▼
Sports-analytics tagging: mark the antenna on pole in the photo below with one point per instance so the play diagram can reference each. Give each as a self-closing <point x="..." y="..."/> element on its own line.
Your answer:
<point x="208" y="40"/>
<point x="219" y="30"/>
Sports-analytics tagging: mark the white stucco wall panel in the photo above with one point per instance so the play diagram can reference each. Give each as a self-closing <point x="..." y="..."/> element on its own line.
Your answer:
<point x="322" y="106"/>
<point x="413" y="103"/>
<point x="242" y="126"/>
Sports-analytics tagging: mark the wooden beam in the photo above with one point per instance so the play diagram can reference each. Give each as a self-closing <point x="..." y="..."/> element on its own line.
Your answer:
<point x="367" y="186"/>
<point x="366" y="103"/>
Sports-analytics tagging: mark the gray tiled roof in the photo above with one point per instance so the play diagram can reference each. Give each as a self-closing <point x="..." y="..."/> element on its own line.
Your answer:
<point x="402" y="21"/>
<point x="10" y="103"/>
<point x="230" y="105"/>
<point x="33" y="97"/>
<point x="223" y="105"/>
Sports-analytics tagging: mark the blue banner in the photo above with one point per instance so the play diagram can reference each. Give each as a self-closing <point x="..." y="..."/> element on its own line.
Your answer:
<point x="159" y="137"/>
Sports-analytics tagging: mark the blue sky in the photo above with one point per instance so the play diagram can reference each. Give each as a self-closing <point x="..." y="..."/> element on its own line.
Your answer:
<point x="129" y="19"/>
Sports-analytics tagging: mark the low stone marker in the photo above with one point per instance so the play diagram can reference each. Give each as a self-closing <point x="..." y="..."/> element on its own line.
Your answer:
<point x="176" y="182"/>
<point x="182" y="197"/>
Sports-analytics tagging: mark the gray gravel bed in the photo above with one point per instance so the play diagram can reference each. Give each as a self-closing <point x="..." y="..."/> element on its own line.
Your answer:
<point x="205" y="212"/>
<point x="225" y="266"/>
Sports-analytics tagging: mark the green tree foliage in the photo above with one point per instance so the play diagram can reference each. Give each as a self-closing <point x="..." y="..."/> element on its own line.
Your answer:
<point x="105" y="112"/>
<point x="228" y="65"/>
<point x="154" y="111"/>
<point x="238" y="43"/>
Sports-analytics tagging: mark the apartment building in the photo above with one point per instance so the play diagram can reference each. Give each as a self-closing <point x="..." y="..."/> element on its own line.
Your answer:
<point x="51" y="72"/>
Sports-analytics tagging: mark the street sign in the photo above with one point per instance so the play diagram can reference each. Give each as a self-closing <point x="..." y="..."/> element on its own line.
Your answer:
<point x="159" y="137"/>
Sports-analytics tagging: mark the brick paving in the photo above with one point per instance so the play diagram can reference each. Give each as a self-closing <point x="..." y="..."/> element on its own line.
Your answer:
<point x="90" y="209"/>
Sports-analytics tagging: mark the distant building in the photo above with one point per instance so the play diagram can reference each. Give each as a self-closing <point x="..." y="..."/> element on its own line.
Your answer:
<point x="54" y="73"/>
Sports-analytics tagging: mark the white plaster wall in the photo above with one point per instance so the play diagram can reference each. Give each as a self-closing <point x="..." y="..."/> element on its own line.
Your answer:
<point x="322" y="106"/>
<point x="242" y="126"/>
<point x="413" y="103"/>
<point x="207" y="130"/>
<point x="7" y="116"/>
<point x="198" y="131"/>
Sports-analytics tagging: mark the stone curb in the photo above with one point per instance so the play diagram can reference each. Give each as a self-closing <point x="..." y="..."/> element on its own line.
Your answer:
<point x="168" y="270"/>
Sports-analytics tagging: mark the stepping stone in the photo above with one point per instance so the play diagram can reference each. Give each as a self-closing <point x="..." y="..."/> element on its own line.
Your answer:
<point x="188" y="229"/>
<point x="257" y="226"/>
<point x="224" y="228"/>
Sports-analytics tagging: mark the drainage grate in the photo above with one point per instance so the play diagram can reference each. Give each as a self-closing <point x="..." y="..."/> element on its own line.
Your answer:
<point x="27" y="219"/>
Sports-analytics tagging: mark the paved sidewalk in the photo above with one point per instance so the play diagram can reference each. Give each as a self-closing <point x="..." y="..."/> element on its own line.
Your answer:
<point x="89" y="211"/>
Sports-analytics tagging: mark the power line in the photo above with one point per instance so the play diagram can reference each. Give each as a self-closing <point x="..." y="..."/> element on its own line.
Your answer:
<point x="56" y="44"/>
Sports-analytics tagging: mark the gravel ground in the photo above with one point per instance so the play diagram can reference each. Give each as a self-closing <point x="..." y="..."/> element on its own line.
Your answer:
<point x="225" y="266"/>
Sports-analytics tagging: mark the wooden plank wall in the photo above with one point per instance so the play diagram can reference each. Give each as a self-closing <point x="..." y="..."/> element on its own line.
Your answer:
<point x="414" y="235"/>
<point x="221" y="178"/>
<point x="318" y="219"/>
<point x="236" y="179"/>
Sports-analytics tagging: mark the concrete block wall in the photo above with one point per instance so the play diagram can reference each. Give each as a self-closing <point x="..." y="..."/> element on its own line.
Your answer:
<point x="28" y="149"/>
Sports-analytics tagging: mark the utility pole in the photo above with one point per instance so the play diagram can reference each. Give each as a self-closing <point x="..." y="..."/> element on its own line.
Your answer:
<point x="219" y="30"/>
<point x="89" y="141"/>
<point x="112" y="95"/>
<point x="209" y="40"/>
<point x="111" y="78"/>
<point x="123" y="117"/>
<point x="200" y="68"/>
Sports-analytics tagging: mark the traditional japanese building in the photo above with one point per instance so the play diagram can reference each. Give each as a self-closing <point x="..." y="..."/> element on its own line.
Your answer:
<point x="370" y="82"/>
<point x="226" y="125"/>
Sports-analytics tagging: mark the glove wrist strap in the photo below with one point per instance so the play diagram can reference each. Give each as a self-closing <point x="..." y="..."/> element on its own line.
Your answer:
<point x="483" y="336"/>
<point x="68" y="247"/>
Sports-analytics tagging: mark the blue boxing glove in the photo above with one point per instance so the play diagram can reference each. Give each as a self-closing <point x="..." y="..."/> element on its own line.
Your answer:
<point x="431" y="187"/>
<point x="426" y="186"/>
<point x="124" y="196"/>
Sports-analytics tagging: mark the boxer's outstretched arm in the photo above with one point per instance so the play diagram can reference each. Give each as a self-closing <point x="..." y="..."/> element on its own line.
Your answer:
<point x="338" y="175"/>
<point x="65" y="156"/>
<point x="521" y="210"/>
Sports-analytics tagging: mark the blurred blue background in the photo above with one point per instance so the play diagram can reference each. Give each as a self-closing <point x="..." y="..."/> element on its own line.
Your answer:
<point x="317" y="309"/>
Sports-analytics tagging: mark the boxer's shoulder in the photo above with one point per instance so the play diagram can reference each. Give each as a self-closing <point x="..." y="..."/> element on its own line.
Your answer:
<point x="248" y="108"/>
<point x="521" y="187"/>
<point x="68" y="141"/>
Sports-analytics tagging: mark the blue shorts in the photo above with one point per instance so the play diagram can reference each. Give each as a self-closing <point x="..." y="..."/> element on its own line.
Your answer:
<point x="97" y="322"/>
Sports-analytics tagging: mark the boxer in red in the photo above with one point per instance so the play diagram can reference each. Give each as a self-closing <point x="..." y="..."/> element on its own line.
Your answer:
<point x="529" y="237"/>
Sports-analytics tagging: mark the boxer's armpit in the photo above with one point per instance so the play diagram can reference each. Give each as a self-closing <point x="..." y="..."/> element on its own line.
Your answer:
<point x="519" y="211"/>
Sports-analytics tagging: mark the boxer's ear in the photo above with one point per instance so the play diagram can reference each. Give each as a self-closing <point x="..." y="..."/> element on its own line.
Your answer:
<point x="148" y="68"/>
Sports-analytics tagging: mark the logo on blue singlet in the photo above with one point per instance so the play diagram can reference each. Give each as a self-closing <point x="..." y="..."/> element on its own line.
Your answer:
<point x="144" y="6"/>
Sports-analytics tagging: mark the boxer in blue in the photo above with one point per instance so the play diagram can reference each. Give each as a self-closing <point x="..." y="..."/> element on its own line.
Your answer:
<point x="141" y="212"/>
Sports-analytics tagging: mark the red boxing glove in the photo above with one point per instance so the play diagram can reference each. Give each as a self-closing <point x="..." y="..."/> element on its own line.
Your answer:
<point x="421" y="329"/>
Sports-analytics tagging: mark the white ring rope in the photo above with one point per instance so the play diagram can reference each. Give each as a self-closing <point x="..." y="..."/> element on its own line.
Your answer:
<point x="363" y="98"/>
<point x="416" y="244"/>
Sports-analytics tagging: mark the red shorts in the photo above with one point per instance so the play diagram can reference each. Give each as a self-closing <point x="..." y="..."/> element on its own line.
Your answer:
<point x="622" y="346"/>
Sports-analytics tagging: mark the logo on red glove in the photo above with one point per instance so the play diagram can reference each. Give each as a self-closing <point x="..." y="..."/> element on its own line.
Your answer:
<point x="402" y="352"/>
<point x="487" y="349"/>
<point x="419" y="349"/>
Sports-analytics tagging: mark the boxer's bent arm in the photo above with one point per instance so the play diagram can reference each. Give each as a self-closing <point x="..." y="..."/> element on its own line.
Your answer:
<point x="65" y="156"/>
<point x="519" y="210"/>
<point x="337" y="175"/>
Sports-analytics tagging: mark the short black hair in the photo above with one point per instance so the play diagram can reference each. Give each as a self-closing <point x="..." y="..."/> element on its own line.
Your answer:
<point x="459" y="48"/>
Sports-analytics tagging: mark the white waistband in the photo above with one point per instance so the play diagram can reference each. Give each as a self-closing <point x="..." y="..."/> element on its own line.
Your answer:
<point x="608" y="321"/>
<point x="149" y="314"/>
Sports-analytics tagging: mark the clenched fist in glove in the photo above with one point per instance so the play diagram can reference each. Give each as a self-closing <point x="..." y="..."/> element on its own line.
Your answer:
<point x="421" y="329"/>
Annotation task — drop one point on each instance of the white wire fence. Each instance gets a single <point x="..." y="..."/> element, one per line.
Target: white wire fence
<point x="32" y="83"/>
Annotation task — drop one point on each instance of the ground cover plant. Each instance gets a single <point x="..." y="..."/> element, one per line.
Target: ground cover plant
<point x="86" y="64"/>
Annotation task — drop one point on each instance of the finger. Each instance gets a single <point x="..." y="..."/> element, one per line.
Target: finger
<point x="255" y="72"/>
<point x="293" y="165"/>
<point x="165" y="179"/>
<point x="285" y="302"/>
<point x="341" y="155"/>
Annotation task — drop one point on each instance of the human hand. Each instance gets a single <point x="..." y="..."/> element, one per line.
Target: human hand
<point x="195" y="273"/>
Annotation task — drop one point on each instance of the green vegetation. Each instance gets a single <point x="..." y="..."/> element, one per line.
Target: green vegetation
▲
→ **Work required**: Your task is to output exactly the lines running from the one with "Sports-analytics tagging: mark the short" through the final line of the material above, with both ends included.

→ **Task response**:
Sports-analytics tagging: mark the short black hair in the photo above with one point per instance so the play diagram can reference each. Give each as a self-closing <point x="..." y="..."/> element on its own line.
Your answer:
<point x="459" y="48"/>
Sports-analytics tagging: mark the white waistband in the photo above with one point per instance so the play diagram can reference each. Give each as a self-closing <point x="..." y="..."/> element on its own line.
Your answer:
<point x="608" y="321"/>
<point x="149" y="314"/>
Sports-analytics tagging: mark the clenched fist in glove in the photo above with one point per instance so the play diagram can reference each. Give each as a self-closing <point x="..." y="..."/> element on its own line.
Your answer:
<point x="421" y="329"/>
Annotation task — drop one point on each instance of the white wire fence. Each instance gets a single <point x="..." y="..."/> element, one per line.
Target: white wire fence
<point x="32" y="83"/>
Annotation task — drop one point on each instance of the ground cover plant. Each instance gets a single <point x="..." y="..."/> element, one per line.
Target: ground cover plant
<point x="86" y="64"/>
Annotation task — drop one point on each instance of the finger. Each instance gets a single <point x="..." y="..."/> element, one per line.
Target: finger
<point x="255" y="72"/>
<point x="293" y="165"/>
<point x="165" y="179"/>
<point x="285" y="302"/>
<point x="341" y="155"/>
Annotation task — drop one point on each instance of the human hand. Each instance gets a single <point x="..." y="..."/> element, one per line.
Target: human hand
<point x="195" y="273"/>
Annotation task — drop one point on each instance of the green vegetation. Each instance gets a single <point x="..." y="..."/> element, one per line.
Target: green vegetation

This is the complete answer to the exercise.